**WHAT YOU NEED TO DO**
Down to the last line, retype each line of the entries exactly, starting with the one that contains "Target: boy's face".
[THE INPUT — start]
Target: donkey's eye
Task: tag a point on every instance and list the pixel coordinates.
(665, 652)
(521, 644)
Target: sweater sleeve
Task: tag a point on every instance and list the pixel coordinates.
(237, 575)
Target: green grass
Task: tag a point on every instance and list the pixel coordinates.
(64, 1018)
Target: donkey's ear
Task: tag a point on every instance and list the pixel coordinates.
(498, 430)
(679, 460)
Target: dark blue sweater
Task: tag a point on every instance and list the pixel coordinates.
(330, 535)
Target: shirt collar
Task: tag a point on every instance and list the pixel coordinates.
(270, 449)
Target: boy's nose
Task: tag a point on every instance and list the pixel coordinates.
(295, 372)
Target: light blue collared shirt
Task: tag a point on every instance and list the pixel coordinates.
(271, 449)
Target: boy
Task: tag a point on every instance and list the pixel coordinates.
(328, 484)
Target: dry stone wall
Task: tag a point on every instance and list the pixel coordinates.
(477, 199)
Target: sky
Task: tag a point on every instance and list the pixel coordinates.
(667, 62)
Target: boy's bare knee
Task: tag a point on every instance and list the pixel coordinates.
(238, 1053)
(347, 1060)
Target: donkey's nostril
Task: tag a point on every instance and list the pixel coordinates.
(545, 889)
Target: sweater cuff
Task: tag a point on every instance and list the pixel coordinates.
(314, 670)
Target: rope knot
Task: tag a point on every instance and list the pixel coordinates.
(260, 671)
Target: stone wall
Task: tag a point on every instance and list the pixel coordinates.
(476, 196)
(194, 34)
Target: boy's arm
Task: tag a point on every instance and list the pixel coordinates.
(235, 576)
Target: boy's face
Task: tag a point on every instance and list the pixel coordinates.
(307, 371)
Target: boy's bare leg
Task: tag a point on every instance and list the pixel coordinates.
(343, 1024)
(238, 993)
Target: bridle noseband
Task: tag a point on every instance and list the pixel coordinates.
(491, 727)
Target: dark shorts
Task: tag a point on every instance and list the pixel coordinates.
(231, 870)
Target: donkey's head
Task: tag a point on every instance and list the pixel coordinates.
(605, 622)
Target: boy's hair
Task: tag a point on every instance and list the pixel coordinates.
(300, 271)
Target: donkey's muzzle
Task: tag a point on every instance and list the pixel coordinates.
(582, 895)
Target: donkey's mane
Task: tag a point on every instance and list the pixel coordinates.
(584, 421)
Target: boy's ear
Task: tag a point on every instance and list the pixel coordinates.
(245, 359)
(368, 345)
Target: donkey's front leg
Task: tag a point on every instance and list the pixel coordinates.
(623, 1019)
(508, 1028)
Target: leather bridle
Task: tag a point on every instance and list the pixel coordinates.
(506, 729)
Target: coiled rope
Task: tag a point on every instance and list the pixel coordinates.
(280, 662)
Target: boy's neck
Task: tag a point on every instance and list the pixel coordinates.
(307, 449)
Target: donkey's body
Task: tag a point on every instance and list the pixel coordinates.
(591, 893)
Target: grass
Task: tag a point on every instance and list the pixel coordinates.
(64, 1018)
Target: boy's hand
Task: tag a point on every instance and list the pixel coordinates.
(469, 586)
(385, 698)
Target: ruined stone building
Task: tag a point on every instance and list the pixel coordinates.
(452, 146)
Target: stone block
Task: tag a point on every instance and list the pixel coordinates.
[THE INPUT — finish]
**REPLY TO THE TASK**
Target: boy's face
Task: tag a point on every instance and list the pixel coordinates.
(307, 371)
Target: boy's bare leg
Task: tag a point on every instance and list the pixel coordinates.
(343, 1024)
(238, 993)
Target: bridle noseband
Task: tag a point on every instance and list the pixel coordinates.
(491, 727)
Target: dark shorts
Task: tag a point on every instance and list the pixel coordinates.
(231, 870)
Target: donkey's head
Task: tag a point on every instance and list the pixel coordinates.
(605, 622)
Target: boy's hair
Task: tag a point on every instance and list the pixel coordinates.
(300, 271)
Target: donkey's muzzle
Task: tag a point on every instance and list the pixel coordinates.
(582, 895)
Target: donkey's mane
Task: tag a point on every instance and list the pixel coordinates.
(584, 421)
Target: boy's ear
Task: tag a point on every instance and list the pixel coordinates.
(245, 359)
(368, 345)
Target: donkey's front leg
Task: tag a point on every instance and list the pixel coordinates.
(623, 1019)
(508, 1028)
Target: leather bridle
Task: tag a point on every instance and list the pixel coordinates.
(506, 729)
Target: coiled rope
Task: tag a point on every instance and list the pixel coordinates.
(280, 662)
Target: boy's neck
Task: tag a point on every instance and list the pixel coordinates.
(307, 449)
Target: donkey's body
Task: tag a point on every instance and list the pixel coordinates.
(591, 893)
Target: grass
Task: tag a point on every instance and list the pixel coordinates.
(64, 1018)
Target: boy's hand
Task: tag a point on every instance and list the pixel coordinates.
(469, 586)
(385, 698)
Target: ruined stone building
Task: tag a point on every instance and list the pixel coordinates.
(452, 146)
Target: stone block
Task: tag a point on every instance and list the pixel coordinates.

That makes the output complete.